▸ Exercise: Please extract every line of the records that contains the string "suit".
-- begin Entries provided --
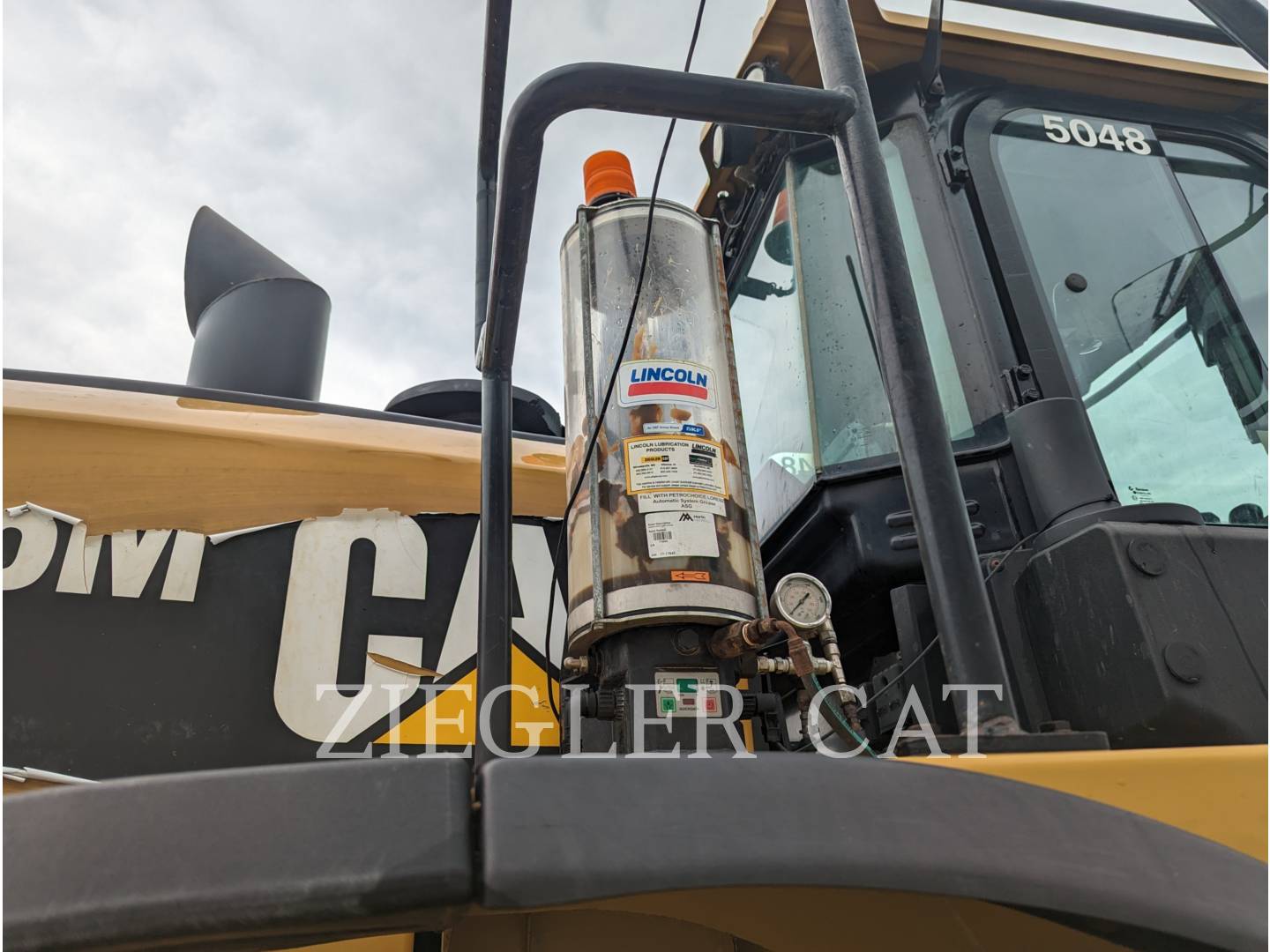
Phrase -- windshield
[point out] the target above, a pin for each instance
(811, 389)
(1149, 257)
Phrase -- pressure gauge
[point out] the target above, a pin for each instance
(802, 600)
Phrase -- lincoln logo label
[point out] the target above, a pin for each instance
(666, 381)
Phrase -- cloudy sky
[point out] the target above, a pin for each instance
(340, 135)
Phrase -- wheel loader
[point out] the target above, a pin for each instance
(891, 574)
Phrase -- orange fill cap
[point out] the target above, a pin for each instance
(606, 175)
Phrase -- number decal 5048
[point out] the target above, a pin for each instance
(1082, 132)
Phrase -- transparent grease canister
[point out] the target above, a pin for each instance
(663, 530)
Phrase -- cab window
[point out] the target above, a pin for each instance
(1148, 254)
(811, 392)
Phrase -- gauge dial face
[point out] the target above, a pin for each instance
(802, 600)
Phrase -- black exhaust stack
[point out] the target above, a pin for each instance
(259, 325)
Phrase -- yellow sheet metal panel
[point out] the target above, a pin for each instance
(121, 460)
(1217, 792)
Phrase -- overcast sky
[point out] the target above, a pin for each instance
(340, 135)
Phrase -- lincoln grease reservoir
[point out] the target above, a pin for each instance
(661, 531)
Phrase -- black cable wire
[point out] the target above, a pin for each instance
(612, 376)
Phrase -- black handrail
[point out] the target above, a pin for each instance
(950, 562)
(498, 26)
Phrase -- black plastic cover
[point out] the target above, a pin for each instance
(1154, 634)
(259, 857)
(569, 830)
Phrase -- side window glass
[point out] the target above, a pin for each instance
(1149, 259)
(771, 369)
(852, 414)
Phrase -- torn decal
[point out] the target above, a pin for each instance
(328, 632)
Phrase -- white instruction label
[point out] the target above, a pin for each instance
-- end Entries provided --
-- begin Entries provided --
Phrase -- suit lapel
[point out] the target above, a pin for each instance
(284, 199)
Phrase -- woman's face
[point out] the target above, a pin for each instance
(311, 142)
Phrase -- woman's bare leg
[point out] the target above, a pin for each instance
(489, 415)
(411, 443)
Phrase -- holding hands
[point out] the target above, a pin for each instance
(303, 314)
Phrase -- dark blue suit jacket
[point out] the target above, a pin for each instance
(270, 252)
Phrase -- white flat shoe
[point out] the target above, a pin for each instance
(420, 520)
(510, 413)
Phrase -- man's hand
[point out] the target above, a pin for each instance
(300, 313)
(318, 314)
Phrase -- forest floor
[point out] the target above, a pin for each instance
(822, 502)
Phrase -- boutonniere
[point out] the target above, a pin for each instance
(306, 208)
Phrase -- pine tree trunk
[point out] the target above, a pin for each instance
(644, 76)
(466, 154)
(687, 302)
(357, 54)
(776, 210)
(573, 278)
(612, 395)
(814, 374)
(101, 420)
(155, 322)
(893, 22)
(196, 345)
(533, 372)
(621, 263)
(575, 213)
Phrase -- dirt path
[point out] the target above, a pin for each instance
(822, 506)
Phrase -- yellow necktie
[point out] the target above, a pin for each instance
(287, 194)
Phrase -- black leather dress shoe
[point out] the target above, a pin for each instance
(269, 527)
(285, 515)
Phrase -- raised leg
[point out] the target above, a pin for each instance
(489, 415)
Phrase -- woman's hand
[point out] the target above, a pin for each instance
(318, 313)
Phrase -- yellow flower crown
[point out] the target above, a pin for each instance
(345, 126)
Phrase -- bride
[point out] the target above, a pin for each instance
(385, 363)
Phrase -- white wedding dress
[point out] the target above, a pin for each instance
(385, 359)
-- end Entries provided --
▸ Answer below:
Phrase -- suit lapel
Phrase -- dark blue suit jacket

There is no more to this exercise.